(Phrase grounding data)
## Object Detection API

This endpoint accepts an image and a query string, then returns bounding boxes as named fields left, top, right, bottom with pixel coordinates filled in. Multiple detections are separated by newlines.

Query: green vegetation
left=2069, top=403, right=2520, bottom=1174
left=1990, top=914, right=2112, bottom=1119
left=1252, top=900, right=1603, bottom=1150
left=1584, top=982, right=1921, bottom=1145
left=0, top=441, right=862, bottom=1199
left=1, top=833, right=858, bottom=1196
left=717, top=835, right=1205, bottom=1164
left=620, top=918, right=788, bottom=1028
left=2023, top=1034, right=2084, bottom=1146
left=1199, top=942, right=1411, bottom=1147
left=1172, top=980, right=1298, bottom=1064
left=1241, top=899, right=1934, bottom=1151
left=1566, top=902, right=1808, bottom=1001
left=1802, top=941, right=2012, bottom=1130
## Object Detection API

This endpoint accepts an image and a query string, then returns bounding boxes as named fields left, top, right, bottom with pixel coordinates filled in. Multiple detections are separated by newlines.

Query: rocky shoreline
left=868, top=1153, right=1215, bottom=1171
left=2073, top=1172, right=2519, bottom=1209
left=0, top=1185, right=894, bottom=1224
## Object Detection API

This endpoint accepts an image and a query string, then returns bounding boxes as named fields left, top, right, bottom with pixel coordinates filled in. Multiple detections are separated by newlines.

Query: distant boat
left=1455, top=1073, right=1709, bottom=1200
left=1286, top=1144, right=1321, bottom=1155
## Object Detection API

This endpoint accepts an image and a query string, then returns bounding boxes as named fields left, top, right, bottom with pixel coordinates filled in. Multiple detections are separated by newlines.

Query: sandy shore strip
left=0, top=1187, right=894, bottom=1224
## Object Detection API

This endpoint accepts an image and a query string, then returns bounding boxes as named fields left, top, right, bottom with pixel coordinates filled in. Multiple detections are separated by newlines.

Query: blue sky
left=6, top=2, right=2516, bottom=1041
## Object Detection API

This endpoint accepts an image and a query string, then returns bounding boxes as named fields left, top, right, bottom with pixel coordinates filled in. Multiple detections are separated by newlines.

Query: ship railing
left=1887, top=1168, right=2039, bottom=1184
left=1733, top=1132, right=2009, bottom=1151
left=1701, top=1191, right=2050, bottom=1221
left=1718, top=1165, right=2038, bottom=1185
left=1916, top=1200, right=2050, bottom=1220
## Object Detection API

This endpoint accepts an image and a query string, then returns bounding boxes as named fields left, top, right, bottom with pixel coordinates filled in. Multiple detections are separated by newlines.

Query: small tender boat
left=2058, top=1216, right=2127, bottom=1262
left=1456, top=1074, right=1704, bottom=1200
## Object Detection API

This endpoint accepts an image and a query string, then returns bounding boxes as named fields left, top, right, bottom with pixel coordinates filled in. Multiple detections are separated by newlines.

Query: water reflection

# Instructions to follow
An exact copy of the data, with every line intact, is the required answer.

# Answer box
## Object Detection API

This endpoint accepts an image and a query string, then returns bounding boxes as named fields left, top, right, bottom with pixel coordinates filled in. Multiple detections are separated by newlines.

Query: green vegetation
left=2069, top=403, right=2520, bottom=1174
left=1990, top=914, right=2112, bottom=1119
left=1252, top=900, right=1603, bottom=1150
left=1584, top=982, right=1921, bottom=1145
left=0, top=441, right=862, bottom=1199
left=1, top=833, right=858, bottom=1196
left=717, top=835, right=1205, bottom=1164
left=620, top=918, right=788, bottom=1028
left=2023, top=1034, right=2084, bottom=1146
left=1199, top=942, right=1411, bottom=1147
left=1172, top=980, right=1298, bottom=1064
left=1241, top=899, right=1934, bottom=1151
left=1566, top=902, right=1808, bottom=1001
left=1802, top=941, right=2012, bottom=1130
## Object Detection API

This endpoint accepts an image and a query string, then returns bounding boxes as named fields left, top, right, bottom with pixel coordinates filled in. Multiple detections are separated by newlines.

Query: rocky shoreline
left=868, top=1153, right=1215, bottom=1171
left=2073, top=1172, right=2519, bottom=1209
left=0, top=1185, right=894, bottom=1224
## Object Detection API

This endpoint accepts an image and a query string, then returns bounding boxes as named fields left, top, right, bottom with pixel coordinates filled in. Multiple detections are separated by newlines.

Query: distant boat
left=1455, top=1073, right=1709, bottom=1200
left=1286, top=1144, right=1321, bottom=1155
## Object Detection API

This endpoint accepts an image and a query string, then returns bounding boxes as named fields left, top, right, bottom with pixel coordinates filled in. Multiple detections are separated by newlines.

Query: sandy shore strip
left=0, top=1187, right=894, bottom=1224
## Object Detection API

This endpoint accepts an image and a query string, then returns bounding boxes as named fields left, top, right, bottom with pixel coordinates filled in. Multiple detections are separated by newlines.

Query: blue sky
left=6, top=2, right=2516, bottom=1041
## Object Detection API

This endpoint accepts an image and a query string, then returns bounding boxes as named fields left, top, right, bottom with pixel coordinates filled in. Multiple detections are separated by newlines.

Query: ship railing
left=1887, top=1168, right=2039, bottom=1184
left=1733, top=1132, right=2009, bottom=1151
left=1701, top=1191, right=2050, bottom=1221
left=1718, top=1165, right=2038, bottom=1185
left=1916, top=1200, right=2050, bottom=1220
## Object Detection API

This endpoint accepts an image and a query string, then returns bounding boxes as named fields left, top, right, bottom with pixel coordinates filled in. Multiple detections are separated by newlines.

Query: small tender boat
left=2058, top=1216, right=2127, bottom=1262
left=1456, top=1074, right=1704, bottom=1200
## Object Detection API

This endpoint accepts an image and a query string, then returns bounding boxes as named fields left, top, right, bottom with pixel coordinates filled in. Multiple detections are separated by newlines.

Query: water reflection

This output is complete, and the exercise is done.